— START Input records —

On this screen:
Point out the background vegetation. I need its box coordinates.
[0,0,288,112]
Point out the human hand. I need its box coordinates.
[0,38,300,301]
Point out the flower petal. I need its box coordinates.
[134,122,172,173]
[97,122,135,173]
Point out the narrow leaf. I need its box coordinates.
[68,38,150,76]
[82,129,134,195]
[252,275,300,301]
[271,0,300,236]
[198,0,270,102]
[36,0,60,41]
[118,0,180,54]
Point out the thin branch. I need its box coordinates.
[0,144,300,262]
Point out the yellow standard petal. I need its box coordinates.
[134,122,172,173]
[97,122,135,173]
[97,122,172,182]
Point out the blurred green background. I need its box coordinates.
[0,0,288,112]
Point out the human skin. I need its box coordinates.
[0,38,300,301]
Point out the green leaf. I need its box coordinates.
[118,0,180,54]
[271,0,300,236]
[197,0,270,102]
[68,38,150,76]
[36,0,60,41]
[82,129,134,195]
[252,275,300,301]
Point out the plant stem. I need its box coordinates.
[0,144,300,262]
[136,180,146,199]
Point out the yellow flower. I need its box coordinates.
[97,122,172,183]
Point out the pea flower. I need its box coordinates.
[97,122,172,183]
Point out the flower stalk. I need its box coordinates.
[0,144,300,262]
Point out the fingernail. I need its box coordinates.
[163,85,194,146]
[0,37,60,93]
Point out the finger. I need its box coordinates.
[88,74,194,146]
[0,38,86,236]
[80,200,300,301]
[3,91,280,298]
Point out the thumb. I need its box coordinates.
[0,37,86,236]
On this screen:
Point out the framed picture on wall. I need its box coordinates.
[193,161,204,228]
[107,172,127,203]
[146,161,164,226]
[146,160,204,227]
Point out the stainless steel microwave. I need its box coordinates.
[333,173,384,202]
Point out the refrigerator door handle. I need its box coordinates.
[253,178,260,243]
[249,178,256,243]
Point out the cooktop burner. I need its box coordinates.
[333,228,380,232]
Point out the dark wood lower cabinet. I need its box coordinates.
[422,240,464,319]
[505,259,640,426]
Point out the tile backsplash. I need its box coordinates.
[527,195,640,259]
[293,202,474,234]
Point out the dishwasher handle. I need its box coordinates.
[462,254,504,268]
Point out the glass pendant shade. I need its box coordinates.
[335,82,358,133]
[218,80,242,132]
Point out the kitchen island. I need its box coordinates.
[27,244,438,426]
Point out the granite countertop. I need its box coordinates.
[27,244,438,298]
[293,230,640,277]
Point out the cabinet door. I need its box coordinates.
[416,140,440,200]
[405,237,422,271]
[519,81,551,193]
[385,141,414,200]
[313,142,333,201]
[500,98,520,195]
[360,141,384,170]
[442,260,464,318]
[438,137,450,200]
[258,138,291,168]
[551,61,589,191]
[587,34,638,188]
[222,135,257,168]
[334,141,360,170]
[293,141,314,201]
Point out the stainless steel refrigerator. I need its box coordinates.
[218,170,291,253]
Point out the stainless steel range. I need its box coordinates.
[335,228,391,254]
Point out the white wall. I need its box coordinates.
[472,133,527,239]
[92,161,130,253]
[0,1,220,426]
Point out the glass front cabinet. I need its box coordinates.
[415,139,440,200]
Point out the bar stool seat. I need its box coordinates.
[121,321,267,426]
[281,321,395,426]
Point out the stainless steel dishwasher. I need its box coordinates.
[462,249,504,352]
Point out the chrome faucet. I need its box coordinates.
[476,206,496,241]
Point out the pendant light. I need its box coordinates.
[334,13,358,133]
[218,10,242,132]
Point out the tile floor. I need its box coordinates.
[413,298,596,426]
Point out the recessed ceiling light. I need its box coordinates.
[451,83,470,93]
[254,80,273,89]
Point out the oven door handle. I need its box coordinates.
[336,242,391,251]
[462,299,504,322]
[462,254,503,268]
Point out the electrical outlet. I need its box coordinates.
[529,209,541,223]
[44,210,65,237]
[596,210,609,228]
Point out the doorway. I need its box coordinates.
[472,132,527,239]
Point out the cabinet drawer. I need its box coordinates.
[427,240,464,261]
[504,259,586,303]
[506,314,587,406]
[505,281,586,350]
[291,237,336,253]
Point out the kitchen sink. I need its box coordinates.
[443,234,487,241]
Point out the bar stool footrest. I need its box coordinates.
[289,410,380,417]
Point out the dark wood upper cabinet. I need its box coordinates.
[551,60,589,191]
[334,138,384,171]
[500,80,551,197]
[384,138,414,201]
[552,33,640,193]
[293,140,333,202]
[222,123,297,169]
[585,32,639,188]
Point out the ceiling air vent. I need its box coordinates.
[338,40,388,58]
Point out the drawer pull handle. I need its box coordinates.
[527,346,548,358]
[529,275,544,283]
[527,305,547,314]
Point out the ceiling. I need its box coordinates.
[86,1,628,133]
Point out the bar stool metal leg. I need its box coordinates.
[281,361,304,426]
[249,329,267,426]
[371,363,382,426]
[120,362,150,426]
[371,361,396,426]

— END Input records —

Your task:
Copy every line of the items above, word for word, without changing anything.

Task solution:
On this screen:
Point out the background vegetation. I need its box coordinates.
[0,0,288,112]
Point out the human hand. I need its box coordinates.
[0,38,300,301]
Point out the flower petal. I need its box coordinates.
[134,122,172,173]
[97,122,135,173]
Point out the narrow leaf. I need its box coordinates.
[68,38,150,76]
[82,129,134,195]
[252,275,300,301]
[271,0,300,236]
[198,0,270,102]
[36,0,60,41]
[118,0,180,54]
Point out the thin branch. I need its box coordinates.
[0,144,300,262]
Point out the yellow standard petal. I need its box coordinates.
[134,122,172,173]
[97,122,135,173]
[97,122,172,182]
Point out the blurred green background. I need its box coordinates.
[0,0,288,112]
Point out the human skin. I need its box coordinates.
[0,38,300,301]
Point out the green leaf. I need its box coordinates.
[118,0,180,54]
[271,0,300,236]
[197,0,270,102]
[68,38,150,76]
[36,0,60,41]
[82,129,134,195]
[252,275,300,301]
Point out the plant stem. I need its box coordinates.
[0,144,300,262]
[136,180,146,199]
Point out the yellow flower. I need its box coordinates.
[97,122,172,183]
Point out the pea flower. I need its box coordinates.
[97,122,172,183]
Point out the flower stalk. I need its box coordinates.
[0,144,300,262]
Point out the fingernail. I need its box coordinates.
[163,85,194,146]
[0,37,60,93]
Point out the finger. I need its box coordinates.
[88,74,194,146]
[0,38,86,236]
[80,200,300,301]
[3,91,280,298]
Point out the thumb. I need its box coordinates.
[0,37,86,236]
On this screen:
Point out the framed picture on wall. I need its box coordinates.
[193,161,204,228]
[107,172,127,203]
[146,161,164,226]
[146,160,204,227]
Point out the stainless steel microwave. I need its box coordinates.
[333,173,384,202]
Point out the refrigerator door handle. I need its box coordinates.
[253,178,260,243]
[249,178,256,243]
Point out the cooktop burner. I need its box coordinates.
[333,228,380,232]
Point out the dark wood lower cabinet. I need its box coordinates.
[422,240,464,319]
[505,259,640,426]
Point out the tile backsplash. I need its box coordinates.
[527,195,640,259]
[293,202,474,234]
Point out the dishwasher handle. I need its box coordinates.
[462,254,504,268]
Point out the glass pendant shade. I need its box coordinates.
[335,82,358,133]
[218,80,242,132]
Point out the kitchen island. I need its box coordinates.
[27,244,438,426]
Point out the granite countertop. I need its box coordinates.
[27,244,438,298]
[293,230,640,277]
Point out the cabinet door. I need its box coordinates.
[416,140,440,200]
[405,237,422,271]
[519,81,551,193]
[385,141,414,200]
[313,142,333,201]
[500,98,520,195]
[360,141,384,170]
[442,260,464,318]
[438,137,450,200]
[258,138,291,168]
[551,61,589,191]
[587,34,638,188]
[222,135,257,168]
[334,141,360,170]
[293,141,314,201]
Point out the stainless steel refrigerator. I need its box coordinates.
[218,170,291,253]
Point out the stainless steel range. I need its box coordinates.
[335,228,391,254]
Point out the white wall. I need its box coordinates.
[472,133,527,239]
[92,161,130,253]
[0,1,220,426]
Point out the glass front cabinet. I need its box coordinates.
[415,139,440,200]
Point out the bar stool seat. I need its box coordinates.
[121,321,267,426]
[281,321,395,426]
Point out the stainless steel dishwasher. I need its box coordinates.
[462,249,504,352]
Point out the chrome faucet. I need its box coordinates.
[476,206,496,241]
Point out the pendant light. I need its box coordinates.
[334,13,358,133]
[218,10,242,132]
Point out the tile floor. I need its box coordinates.
[413,298,596,426]
Point out the recessed ceiling light. I need its box coordinates.
[451,83,470,93]
[254,80,273,89]
Point out the oven door handle. I need its box coordinates.
[336,242,391,251]
[462,299,504,322]
[462,254,503,268]
Point out the electrical outlet. I need its box coordinates.
[529,209,541,223]
[44,210,65,237]
[596,210,609,228]
Point out the doorway. I need its box coordinates.
[472,132,527,239]
Point out the cabinet drawer. I need its box coordinates.
[427,240,464,261]
[504,259,586,303]
[506,314,587,406]
[505,281,586,350]
[291,237,336,253]
Point out the kitchen sink. I need its box coordinates.
[443,234,487,241]
Point out the bar stool footrest. I need its box coordinates.
[289,410,380,417]
Point out the dark wood upper cabinet. I need its box coordinates.
[551,60,589,191]
[334,138,384,171]
[500,80,551,197]
[384,138,414,201]
[552,33,640,193]
[293,140,333,202]
[222,123,297,169]
[585,32,639,188]
Point out the ceiling air vent. I need its box coordinates.
[338,40,388,58]
Point out the drawer pull handle. I need its box coordinates.
[527,346,548,358]
[529,275,544,283]
[527,305,547,314]
Point out the ceiling. I need its box coordinates.
[86,1,628,133]
Point out the bar stool metal leg. I need its box coordinates.
[281,361,304,426]
[249,329,267,426]
[371,363,382,426]
[120,362,150,426]
[371,361,396,426]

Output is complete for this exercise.